TASK GOAL =
All lines from the one with "Target: player's outstretched arm" onward, through the last line of the records below, are to be retyped word for word.

(DATA)

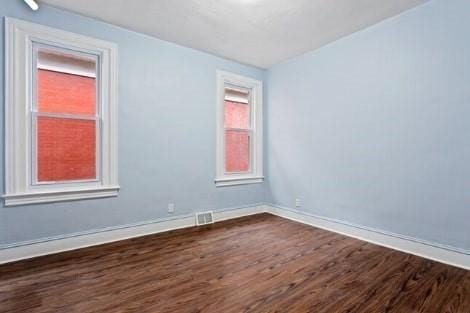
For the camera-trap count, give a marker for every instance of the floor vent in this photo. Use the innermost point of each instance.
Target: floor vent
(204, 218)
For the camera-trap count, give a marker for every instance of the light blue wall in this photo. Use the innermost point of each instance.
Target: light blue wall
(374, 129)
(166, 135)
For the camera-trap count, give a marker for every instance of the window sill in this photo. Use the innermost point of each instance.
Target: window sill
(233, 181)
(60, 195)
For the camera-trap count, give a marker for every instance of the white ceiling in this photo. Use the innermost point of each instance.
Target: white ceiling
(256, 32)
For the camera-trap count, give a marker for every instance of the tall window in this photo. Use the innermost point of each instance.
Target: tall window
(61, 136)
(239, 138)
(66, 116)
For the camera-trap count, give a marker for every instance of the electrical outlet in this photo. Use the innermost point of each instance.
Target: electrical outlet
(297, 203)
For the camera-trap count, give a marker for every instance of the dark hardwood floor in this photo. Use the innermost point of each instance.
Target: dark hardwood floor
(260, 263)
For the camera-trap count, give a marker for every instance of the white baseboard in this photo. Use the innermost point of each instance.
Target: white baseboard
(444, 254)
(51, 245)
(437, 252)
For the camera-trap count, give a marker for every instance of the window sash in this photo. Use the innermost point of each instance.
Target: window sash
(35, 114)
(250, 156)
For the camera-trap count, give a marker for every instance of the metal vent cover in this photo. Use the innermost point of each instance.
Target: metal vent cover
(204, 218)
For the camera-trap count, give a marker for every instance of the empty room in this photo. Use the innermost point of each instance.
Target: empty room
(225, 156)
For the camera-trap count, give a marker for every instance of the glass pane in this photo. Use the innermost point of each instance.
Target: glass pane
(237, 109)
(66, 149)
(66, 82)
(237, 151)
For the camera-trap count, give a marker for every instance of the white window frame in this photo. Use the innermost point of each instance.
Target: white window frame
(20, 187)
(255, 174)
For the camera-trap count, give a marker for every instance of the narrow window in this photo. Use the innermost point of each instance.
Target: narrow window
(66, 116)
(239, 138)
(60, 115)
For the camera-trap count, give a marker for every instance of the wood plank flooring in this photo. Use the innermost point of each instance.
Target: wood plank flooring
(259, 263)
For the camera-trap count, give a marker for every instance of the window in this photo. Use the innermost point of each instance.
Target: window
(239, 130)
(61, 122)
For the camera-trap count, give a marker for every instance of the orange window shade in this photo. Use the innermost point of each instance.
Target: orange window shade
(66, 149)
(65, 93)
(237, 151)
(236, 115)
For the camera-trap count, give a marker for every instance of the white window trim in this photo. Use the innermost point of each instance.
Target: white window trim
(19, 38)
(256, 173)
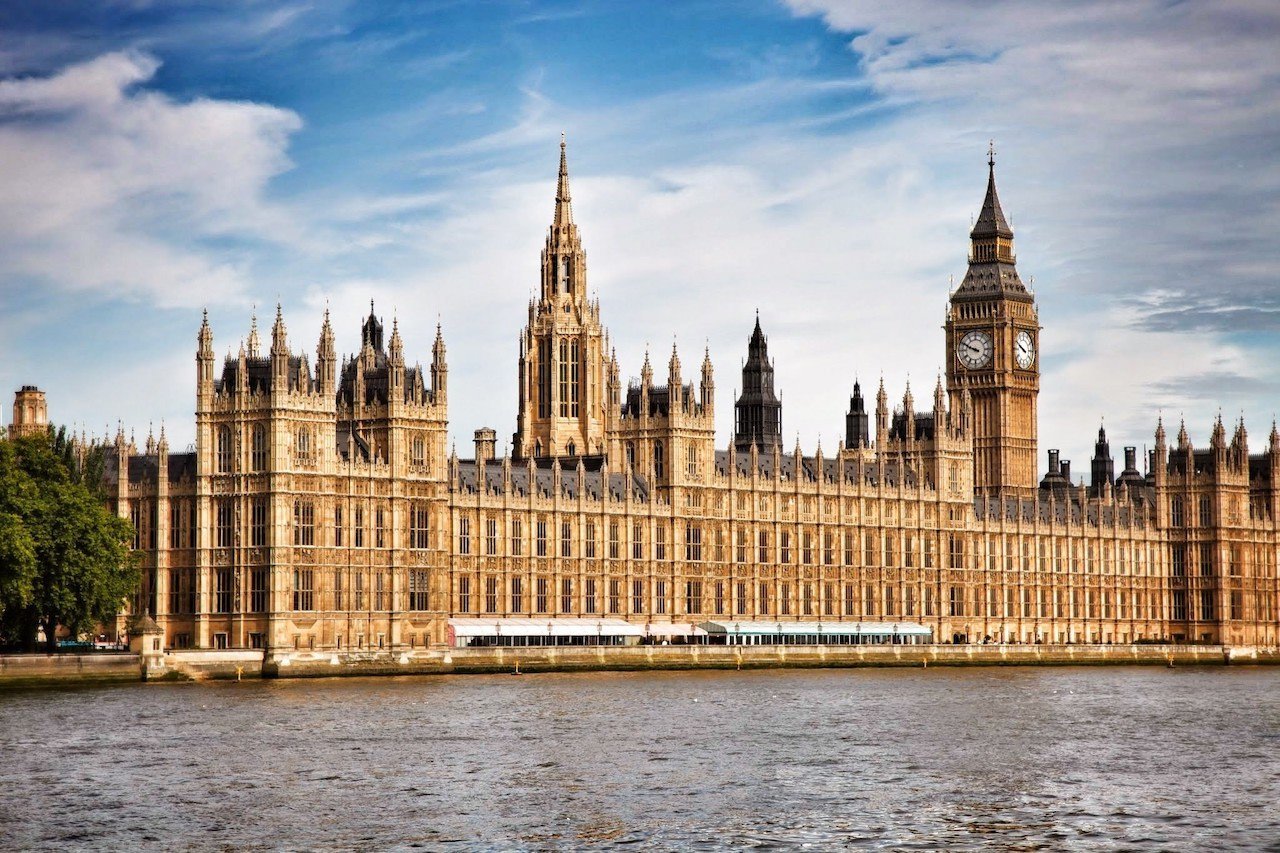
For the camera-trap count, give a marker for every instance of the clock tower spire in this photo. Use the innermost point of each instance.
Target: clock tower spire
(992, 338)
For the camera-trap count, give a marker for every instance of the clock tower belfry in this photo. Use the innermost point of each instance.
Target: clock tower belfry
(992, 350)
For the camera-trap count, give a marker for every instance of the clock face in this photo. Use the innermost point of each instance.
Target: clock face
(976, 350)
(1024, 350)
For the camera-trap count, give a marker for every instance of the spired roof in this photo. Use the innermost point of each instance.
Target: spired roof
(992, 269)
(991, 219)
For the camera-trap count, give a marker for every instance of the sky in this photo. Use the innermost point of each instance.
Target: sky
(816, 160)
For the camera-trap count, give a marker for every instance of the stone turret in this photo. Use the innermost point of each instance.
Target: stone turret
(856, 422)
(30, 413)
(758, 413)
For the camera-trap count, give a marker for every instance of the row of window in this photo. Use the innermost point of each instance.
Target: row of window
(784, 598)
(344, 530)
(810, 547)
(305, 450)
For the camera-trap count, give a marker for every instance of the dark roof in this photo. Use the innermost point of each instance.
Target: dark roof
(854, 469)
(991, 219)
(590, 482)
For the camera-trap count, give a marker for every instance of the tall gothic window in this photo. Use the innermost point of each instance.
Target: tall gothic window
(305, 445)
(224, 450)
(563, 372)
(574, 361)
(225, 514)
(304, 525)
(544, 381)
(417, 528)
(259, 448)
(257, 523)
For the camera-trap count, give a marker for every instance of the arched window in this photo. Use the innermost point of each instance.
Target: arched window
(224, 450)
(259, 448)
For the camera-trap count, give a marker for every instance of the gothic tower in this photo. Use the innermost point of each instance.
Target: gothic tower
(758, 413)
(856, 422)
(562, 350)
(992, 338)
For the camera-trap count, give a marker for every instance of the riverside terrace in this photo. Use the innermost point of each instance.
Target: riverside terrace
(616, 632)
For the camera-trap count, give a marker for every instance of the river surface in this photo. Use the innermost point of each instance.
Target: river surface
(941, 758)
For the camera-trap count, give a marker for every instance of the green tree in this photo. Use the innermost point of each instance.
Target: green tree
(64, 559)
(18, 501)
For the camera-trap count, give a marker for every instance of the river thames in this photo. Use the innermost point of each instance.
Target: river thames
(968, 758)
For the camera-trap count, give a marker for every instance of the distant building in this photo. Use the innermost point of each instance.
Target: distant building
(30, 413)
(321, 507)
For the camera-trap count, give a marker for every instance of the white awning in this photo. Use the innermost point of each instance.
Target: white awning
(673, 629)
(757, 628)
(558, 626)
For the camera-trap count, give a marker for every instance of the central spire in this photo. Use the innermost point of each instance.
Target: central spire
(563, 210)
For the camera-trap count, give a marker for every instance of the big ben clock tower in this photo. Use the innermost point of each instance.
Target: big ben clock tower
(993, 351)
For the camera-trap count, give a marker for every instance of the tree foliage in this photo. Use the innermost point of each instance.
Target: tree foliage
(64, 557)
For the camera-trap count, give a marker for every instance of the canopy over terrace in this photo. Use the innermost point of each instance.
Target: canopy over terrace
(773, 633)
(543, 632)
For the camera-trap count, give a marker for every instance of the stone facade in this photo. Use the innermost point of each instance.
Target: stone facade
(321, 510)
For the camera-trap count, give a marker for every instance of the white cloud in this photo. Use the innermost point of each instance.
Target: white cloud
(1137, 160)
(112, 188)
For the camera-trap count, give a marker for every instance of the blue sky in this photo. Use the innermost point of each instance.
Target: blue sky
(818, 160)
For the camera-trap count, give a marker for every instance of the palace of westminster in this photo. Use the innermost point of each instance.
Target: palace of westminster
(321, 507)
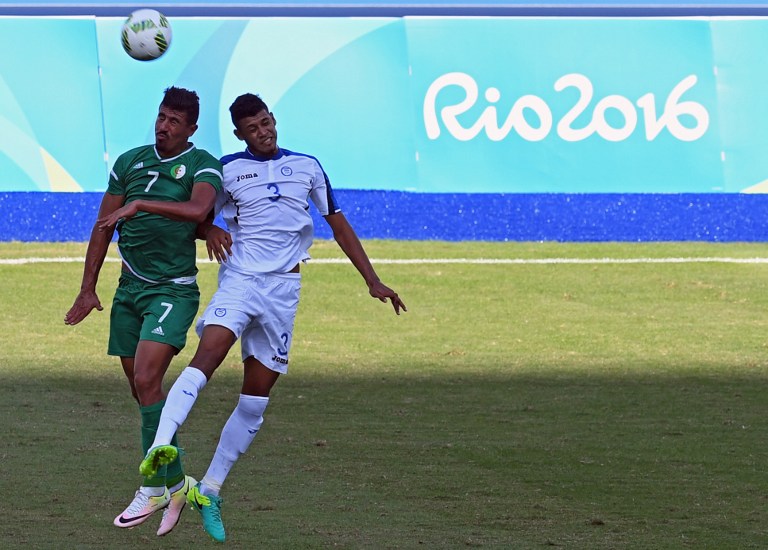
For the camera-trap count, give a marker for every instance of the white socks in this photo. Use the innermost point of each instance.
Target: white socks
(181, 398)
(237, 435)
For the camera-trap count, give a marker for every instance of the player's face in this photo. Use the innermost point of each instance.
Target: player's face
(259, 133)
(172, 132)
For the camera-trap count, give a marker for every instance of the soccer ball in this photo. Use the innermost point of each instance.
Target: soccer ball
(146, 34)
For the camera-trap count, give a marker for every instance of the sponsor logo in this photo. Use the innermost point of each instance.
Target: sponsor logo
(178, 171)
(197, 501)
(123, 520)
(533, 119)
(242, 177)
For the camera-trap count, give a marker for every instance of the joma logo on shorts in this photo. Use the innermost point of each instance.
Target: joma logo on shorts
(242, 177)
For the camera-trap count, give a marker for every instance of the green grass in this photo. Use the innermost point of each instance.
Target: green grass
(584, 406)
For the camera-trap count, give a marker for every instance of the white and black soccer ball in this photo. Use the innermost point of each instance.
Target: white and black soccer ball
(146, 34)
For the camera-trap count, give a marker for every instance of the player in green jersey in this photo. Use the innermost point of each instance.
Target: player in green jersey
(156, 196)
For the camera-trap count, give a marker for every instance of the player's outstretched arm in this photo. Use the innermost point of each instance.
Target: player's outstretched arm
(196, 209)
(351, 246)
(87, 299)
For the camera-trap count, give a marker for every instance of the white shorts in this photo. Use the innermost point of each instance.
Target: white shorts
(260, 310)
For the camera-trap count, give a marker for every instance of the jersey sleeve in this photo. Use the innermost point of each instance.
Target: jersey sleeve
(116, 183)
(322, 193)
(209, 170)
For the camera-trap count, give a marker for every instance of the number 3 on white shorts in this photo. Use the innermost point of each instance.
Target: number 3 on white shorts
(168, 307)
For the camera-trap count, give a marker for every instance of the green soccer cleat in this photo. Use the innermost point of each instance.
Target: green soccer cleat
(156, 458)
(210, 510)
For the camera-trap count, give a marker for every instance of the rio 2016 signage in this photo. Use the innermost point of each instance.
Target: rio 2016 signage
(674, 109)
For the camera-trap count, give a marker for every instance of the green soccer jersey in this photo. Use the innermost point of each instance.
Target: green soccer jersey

(End DATA)

ANSWER TO THE PROBLEM =
Target: player's outstretched arm
(196, 209)
(351, 246)
(87, 299)
For the camera-trap count, give a marker for every instance of the white shorts in this photo. Use the innermost point of each instance.
Target: white shorts
(260, 310)
For the camera-trap count, give a marker for every instance of the jersey sleeve in this photo. Use the innermost point of each instance.
Target: jersey sleeve
(116, 183)
(322, 193)
(209, 170)
For the camera-trap count, give a marker for every instance of the number 3 on white shorts in this photo. Use the innermost point of each instance.
Target: number 3 on white shorts
(168, 307)
For the camera-trap count, give a marker for every instance of the green soccer cleat in this photo. Use the innermost point of each instance.
Target: green soccer cleat
(156, 458)
(210, 510)
For the camera-trap count, give a marker for every instance of the rio 2016 signage in this photo. Use the innermost point of each instance.
Target: rio 2016 signage
(674, 109)
For the camera-trap count, give a marker for every instance of the green soccer jersey in this photo. Use the innermost point of each instance.
Target: green soccer jersey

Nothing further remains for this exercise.